(Source data)
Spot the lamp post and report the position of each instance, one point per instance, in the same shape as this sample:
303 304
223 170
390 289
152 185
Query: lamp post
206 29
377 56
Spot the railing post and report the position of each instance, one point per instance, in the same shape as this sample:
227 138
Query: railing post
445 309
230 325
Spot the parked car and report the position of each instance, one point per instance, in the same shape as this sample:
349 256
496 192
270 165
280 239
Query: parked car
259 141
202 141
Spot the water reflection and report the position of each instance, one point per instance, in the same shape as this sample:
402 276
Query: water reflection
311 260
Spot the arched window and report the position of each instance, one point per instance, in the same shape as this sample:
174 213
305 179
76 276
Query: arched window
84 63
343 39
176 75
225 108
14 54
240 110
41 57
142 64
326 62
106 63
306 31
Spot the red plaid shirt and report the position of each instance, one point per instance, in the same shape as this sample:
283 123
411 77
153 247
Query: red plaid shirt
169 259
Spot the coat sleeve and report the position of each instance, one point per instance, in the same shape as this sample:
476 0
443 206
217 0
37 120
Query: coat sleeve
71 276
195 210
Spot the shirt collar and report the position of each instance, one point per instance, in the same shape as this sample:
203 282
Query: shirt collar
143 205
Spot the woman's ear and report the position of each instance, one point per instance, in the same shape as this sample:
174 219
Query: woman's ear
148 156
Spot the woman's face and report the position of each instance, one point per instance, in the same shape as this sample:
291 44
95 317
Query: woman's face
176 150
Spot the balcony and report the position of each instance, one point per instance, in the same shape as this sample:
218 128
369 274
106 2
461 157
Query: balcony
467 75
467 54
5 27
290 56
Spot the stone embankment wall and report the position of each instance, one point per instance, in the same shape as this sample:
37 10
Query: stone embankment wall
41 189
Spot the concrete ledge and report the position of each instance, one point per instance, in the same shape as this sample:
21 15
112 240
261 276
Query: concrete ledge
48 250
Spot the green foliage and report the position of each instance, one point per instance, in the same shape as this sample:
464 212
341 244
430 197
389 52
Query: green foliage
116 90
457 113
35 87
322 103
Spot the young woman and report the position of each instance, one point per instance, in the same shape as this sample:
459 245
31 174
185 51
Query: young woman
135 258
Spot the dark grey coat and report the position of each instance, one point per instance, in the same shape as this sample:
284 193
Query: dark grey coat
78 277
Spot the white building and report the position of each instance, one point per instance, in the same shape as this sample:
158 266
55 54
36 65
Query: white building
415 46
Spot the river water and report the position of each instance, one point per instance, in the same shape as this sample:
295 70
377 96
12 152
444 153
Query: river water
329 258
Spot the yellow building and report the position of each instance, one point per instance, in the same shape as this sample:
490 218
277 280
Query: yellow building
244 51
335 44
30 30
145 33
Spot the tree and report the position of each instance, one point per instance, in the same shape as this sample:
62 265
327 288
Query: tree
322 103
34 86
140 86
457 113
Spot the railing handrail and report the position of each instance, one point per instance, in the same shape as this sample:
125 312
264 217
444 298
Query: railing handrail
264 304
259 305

> **WHAT THE EXERCISE ASKS**
From the line containing "Spot the railing handrail" down to the final line of the data, write out every line exactly; both the first and last of these belong in your answer, and nothing else does.

> **SOLUTION FOR THIS EXERCISE**
Spot the railing handrail and report the position of each instance, one point per instance, in the same shape as this sample:
125 312
264 217
444 298
Query: railing handrail
264 304
259 305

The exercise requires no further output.